━━━ Document segment ━━━
The Local Power & Politics Review (LPPR) invites researchers and advocates to work together to discuss some of the most pressing issues facing today’s localities and the state actions that impede local leaders’ ability to address them. The second edition of LPPR focuses on ways that many states preempted local authority across a range of policy areas during the pandemic.
Three articles examine recent challenges in public health, housing, and labor policy. Jennifer Karas Montez and Francesca Weaks discuss the inequities in our nation’s health policies and outcomes, some of the structural conditions that drive those inequities, and how states have exacerbated health-related inequality by constraining local responsiveness during COVID.
Emily Benfer and Rasheedah Philips present the complexities of local housing policy, the ways that housing insecurity has been heightened and addressed since the pandemic, and how state constraints on local authority complicate and impede local efforts to secure housing equity.
Hannah Kuhn and Jaimie Worker discuss the pandemic’s impact on labor policy, how state interference in local labor policymaking perpetuates racial, gender, and economic inequities, and how local leaders and community groups are fighting to restore local labor policy authority.
The remaining three articles examine the state-local power struggle, the impact of state interference on civil rights and discrimination and local authority, and how local leaders are pushing back.
Ida Eskamani and Donald Haider-Markel present state preemption as a tool being deployed by state leaders in the nation’s ongoing culture wars and how state preemption is being used to erode civil rights and foster discrimination.
Richard Briffault and Kim Haddow deep dive into state legislative activity aimed at limiting local authority in 2020 and 2021. The authors introduce new areas of state preemption and offer structural and political explanations for why the preemption trend is worsening and what it means for the day-to-day operation of cities.
Finally, Sabrina Adler and Nestor Davidson introduce several ways in which local leaders are pushing back against state interference. The pandemic presented local leaders with conditions that required action, and some of those leaders, facing state constraints, chose to resist.
━━━ Provided records ━━━
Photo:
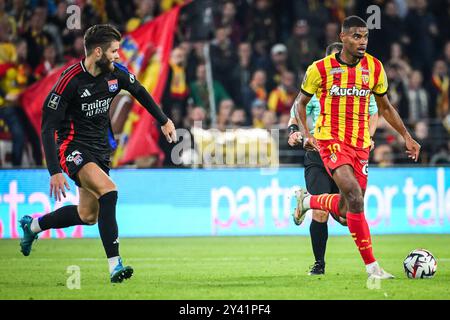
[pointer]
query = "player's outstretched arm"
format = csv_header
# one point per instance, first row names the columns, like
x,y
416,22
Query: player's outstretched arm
━━━
| What this exercise asks |
a) Sum up the review overview in two sentences.
b) Answer these questions using the review overview:
(i) Which three policy areas do the first three articles examine?
(ii) Which two years of state legislative activity do Richard Briffault and Kim Haddow look at?
(iii) Who introduces ways in which local leaders are pushing back against state interference?

| Responses |
a) The second edition of the Local Power & Politics Review focuses on how many states preempted local authority across a range of policy areas during the pandemic. Three of its articles examine recent challenges in public health, housing, and labor policy, and the remaining three examine the state-local power struggle, the impact of state interference on civil rights and discrimination and local authority, and how local leaders are pushing back.

b)
(i) Public health, housing, and labor policy.
(ii) 2020 and 2021.
(iii) Sabrina Adler and Nestor Davidson.